What the exercise asks:
Copy nothing but the lines below running from the line containing "like point(178, 199)." through the line containing "like point(15, 230).", both end lines included.

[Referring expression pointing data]
######
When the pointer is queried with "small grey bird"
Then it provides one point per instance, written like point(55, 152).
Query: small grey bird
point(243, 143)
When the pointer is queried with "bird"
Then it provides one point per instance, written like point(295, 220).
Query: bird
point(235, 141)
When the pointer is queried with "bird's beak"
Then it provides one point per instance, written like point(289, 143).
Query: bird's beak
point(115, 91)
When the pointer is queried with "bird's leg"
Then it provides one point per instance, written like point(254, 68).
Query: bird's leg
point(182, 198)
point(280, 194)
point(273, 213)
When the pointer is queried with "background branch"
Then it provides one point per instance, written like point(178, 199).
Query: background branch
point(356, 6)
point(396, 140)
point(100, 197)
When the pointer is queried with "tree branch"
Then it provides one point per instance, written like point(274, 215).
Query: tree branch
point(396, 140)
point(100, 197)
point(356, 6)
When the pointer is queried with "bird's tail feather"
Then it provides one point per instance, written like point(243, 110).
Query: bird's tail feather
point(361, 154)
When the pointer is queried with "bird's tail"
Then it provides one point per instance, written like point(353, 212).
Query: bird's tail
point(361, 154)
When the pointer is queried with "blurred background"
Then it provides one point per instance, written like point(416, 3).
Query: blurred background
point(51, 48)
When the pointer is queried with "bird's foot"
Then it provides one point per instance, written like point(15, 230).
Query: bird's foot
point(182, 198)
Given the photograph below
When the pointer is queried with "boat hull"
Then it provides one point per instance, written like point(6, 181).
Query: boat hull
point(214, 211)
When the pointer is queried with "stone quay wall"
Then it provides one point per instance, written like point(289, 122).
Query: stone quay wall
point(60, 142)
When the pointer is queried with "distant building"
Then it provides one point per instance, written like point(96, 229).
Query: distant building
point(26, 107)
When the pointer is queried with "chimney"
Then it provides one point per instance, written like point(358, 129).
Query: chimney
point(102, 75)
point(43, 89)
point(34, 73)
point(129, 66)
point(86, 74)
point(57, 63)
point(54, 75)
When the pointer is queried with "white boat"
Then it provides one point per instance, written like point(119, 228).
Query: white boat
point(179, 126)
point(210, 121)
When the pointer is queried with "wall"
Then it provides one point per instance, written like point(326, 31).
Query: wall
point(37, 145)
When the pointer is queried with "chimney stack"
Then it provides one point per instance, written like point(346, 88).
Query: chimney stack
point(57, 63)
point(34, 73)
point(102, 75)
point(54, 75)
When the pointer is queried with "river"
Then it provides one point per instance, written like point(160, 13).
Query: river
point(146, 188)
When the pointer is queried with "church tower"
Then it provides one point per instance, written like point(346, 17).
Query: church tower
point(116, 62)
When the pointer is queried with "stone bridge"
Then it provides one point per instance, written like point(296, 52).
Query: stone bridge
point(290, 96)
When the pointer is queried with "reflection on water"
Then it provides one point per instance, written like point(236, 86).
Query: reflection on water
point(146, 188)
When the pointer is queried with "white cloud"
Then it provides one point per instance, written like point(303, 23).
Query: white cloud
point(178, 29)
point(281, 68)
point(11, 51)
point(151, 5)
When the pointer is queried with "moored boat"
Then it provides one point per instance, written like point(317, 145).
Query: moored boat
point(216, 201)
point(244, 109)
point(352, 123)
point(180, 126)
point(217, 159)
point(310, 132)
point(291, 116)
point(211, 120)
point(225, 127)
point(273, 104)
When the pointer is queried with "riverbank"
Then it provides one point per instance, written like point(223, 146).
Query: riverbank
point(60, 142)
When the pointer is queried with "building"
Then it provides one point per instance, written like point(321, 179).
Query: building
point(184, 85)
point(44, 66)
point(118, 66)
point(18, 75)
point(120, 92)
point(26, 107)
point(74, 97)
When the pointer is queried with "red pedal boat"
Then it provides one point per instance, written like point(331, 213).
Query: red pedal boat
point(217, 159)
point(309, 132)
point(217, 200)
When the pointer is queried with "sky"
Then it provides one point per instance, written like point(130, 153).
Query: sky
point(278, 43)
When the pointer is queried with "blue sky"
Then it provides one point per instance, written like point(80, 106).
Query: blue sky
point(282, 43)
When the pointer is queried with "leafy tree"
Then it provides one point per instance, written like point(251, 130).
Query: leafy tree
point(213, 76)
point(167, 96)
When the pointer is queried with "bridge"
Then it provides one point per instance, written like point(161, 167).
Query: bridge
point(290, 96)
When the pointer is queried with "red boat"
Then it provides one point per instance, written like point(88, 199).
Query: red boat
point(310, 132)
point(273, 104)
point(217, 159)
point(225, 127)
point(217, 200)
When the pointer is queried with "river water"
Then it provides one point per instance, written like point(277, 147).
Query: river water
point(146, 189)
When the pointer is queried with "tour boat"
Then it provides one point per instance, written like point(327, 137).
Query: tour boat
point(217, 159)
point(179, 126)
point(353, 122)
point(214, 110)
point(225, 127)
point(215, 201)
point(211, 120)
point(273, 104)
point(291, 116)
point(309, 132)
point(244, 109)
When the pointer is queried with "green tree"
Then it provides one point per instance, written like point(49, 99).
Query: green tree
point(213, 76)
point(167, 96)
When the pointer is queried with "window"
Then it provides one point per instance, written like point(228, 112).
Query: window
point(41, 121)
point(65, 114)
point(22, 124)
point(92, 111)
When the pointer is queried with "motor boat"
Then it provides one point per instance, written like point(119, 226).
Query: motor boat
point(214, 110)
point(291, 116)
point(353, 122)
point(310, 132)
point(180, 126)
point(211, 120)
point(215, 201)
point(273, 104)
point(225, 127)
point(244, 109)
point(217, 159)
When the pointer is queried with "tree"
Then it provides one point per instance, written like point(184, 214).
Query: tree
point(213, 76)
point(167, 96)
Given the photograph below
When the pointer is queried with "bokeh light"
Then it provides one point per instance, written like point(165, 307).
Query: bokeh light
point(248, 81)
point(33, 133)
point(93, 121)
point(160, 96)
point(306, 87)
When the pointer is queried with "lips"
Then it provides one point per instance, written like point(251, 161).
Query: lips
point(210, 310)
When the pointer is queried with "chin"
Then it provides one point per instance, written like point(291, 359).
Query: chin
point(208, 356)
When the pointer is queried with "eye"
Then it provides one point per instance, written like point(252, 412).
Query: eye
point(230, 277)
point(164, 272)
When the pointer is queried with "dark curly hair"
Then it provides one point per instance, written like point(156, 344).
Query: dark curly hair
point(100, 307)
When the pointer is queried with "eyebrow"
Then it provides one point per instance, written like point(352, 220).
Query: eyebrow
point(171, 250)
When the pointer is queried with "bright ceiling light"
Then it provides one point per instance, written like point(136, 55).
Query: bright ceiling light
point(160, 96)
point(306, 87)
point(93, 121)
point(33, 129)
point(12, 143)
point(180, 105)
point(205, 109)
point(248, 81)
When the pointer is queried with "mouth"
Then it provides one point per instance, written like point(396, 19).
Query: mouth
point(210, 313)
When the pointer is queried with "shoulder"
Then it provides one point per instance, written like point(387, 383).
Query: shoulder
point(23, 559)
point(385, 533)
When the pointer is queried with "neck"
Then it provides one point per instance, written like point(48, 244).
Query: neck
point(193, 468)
######
Task response:
Then it provides one point per instance, written like point(178, 199).
Query: background branch
point(356, 6)
point(396, 140)
point(100, 197)
When the pointer is queried with "tree branch"
Then it provides one point per instance, written like point(274, 215).
Query: tree branch
point(396, 140)
point(100, 197)
point(356, 6)
When the pointer is queried with "bird's tail feather"
Then it provides one point per instance, written like point(243, 110).
Query: bird's tail feather
point(361, 154)
When the pointer is queried with "bird's tail"
Then it provides one point per instance, written like point(353, 212).
Query: bird's tail
point(361, 154)
When the pointer is queried with "blurred background"
Then it provides one point per instance, written like point(416, 3).
Query: blurred background
point(51, 48)
When the pointer is queried with "bird's foot"
Then it provides one point per instance, written like point(15, 230).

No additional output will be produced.